▶ [What is needed]: Copy the entries below word for word, starting at the line that contains "[tag] wooden frame (a dot for each instance)" and ending at the end of the entries.

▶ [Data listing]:
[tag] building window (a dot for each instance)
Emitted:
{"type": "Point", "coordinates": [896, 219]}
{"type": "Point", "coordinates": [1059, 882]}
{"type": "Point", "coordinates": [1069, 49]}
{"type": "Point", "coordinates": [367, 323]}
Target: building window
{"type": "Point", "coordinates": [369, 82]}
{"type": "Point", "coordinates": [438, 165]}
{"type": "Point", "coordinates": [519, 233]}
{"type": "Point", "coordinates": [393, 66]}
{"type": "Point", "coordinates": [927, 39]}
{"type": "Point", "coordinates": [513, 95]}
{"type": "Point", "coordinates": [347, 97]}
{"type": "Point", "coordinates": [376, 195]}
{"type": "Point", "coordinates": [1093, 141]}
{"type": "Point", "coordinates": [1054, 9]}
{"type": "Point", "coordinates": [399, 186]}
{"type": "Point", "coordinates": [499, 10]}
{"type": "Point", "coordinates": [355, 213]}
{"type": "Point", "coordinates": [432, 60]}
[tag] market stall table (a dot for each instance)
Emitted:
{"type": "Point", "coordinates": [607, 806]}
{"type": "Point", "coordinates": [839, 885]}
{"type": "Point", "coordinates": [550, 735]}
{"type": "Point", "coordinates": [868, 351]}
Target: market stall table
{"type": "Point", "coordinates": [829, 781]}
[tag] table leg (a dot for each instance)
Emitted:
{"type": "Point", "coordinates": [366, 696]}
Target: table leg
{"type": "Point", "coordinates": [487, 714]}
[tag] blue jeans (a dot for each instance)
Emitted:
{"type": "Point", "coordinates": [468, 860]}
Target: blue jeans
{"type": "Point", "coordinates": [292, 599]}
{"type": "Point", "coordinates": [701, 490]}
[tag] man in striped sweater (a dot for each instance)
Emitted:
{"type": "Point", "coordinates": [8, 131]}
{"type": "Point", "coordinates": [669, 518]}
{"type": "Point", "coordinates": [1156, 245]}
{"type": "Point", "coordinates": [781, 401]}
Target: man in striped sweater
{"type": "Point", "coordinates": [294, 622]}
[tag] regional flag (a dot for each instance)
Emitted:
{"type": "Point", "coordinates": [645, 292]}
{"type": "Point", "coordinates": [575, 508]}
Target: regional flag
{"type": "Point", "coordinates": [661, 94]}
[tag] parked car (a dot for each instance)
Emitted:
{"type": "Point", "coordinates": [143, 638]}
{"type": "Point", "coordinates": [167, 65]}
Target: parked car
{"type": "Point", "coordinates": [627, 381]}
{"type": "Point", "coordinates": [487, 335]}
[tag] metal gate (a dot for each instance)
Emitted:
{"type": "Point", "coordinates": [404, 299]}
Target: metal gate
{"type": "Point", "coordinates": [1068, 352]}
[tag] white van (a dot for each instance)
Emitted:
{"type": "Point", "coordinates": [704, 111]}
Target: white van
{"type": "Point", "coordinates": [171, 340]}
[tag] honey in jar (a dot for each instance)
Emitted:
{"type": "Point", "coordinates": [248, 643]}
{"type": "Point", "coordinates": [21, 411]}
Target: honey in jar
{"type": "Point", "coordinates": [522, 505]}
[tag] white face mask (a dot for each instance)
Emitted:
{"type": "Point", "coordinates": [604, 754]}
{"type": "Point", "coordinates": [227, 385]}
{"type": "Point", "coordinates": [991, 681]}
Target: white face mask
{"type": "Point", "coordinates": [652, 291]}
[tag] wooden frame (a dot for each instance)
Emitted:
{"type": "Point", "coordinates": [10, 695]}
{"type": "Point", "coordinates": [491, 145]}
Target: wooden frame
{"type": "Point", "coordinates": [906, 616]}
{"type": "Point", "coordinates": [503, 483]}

▶ [Result]:
[tag] wooden frame (a dot for each instance)
Emitted:
{"type": "Point", "coordinates": [10, 695]}
{"type": "Point", "coordinates": [491, 145]}
Target: wooden frame
{"type": "Point", "coordinates": [906, 616]}
{"type": "Point", "coordinates": [503, 483]}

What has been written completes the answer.